Work item
All of the data below is to be copied again without changes.
··· Record set
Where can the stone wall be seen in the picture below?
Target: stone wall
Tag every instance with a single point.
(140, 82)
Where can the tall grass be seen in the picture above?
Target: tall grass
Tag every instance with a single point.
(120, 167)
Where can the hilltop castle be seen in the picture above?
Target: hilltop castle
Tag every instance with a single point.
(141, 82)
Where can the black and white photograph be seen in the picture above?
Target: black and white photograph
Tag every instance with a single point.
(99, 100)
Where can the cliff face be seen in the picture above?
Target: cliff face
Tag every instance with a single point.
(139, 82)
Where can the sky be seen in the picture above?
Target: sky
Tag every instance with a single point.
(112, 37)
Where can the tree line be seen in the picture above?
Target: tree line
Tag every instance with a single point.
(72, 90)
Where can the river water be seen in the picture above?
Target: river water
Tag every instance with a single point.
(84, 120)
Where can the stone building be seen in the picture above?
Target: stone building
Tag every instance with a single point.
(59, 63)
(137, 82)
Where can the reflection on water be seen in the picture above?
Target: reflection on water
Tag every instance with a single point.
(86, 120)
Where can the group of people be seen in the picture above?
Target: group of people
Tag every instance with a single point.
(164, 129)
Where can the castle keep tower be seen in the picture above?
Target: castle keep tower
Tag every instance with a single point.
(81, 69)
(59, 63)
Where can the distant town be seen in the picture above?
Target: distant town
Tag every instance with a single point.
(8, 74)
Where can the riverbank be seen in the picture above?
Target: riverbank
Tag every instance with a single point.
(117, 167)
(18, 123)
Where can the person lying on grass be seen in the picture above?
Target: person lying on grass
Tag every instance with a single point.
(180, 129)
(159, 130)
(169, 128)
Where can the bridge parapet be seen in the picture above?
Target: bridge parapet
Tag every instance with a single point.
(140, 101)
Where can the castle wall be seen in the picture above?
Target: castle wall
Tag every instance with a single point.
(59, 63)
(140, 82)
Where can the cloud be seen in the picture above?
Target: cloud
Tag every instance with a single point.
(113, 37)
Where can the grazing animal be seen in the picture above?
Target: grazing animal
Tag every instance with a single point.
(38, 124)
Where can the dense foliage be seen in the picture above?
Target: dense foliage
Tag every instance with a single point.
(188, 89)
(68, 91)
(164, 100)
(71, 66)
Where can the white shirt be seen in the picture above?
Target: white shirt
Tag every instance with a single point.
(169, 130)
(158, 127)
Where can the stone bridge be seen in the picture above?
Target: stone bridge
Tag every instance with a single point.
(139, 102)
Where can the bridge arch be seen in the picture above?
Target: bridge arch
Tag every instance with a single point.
······
Written answer
Where can the stone wall be seen in the picture below?
Target: stone wall
Tag every instance with a single point.
(140, 82)
Where can the tall grass be seen in the picture above?
Target: tall grass
Tag every instance with a single point.
(120, 167)
Where can the hilltop castle be seen in the picture above?
Target: hilltop castle
Tag every instance with a single point.
(141, 82)
Where can the black and white photograph be seen in the picture above?
Target: black and white photograph
Tag every instance with a single point.
(99, 100)
Where can the cliff face be seen in the picture above?
Target: cliff face
Tag every instance with a single point.
(139, 82)
Where can the sky be seen in the picture above?
Target: sky
Tag every instance with a single point.
(112, 37)
Where can the tree line be seen in the picture above?
Target: tree line
Tag every instance with a single point.
(72, 90)
Where can the river water be seen in the picture above?
Target: river water
Tag every instance with a single point.
(84, 120)
Where can the stone building be seen in the picture above?
Target: stone building
Tag every instance with a single point.
(59, 63)
(137, 82)
Where can the reflection on water be seen in the picture above?
Target: reflection on water
Tag every instance with a single point.
(86, 120)
Where can the group of people be seen in the picture above?
Target: group of people
Tag every instance with a single point.
(164, 129)
Where can the castle keep tower be seen in the picture above?
Target: castle keep tower
Tag every instance with a single point.
(81, 69)
(59, 63)
Where can the distant town be seen in the picture above?
Target: distant town
Tag every instance with a single point.
(8, 74)
Where can the riverbank be seen in the picture above?
Target: riverbank
Tag every instance with a single point.
(117, 167)
(18, 123)
Where can the person lying on grass be seen in the picture above?
Target: person lying on grass
Tag every instance with a single point.
(180, 129)
(159, 130)
(169, 128)
Where can the bridge parapet be seen in the picture above?
Target: bridge parapet
Tag every instance with a single point.
(140, 101)
Where can the castle wall be seen in the picture above?
Target: castle wall
Tag every instance with a single point.
(59, 63)
(140, 82)
Where can the cloud be seen in the picture above?
Target: cloud
Tag every instance with a single point.
(113, 37)
Where can the grazing animal be seen in the picture above?
Target: grazing animal
Tag every instance with a single point.
(38, 124)
Where can the dense foliage be seen in the picture above?
Target: dense foliage
Tag every instance with a single point.
(188, 89)
(68, 91)
(164, 100)
(71, 66)
Where can the white shirt be seen in the picture above?
Target: white shirt
Tag every instance with a single point.
(169, 130)
(158, 127)
Where can the stone bridge be seen in the picture above?
Target: stone bridge
Tag every instance with a single point.
(139, 102)
Where can the bridge arch be seen in the picture above?
Target: bridge arch
Tag every instance with a single point.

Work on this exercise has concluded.